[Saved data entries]

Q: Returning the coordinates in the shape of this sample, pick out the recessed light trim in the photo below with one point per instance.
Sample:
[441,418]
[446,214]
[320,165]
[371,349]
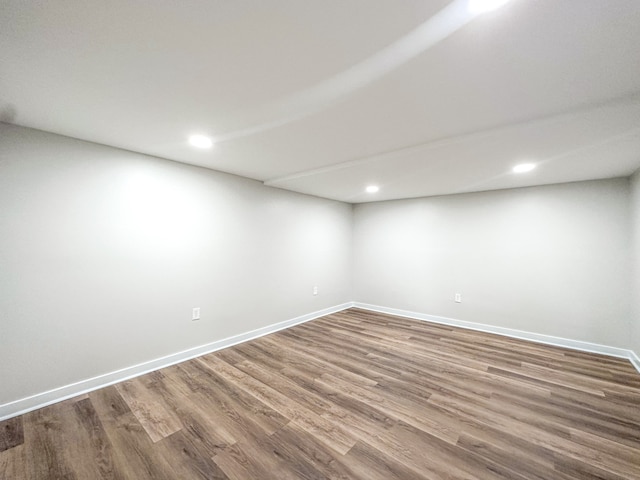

What you have to do :: All of the data, minus its pictures, should be repeated exactly.

Response ::
Q: Returning the coordinates in the shape of this sample, pick out the recessed light trim in the photo below with one point per instance.
Sample:
[441,418]
[446,214]
[320,165]
[371,349]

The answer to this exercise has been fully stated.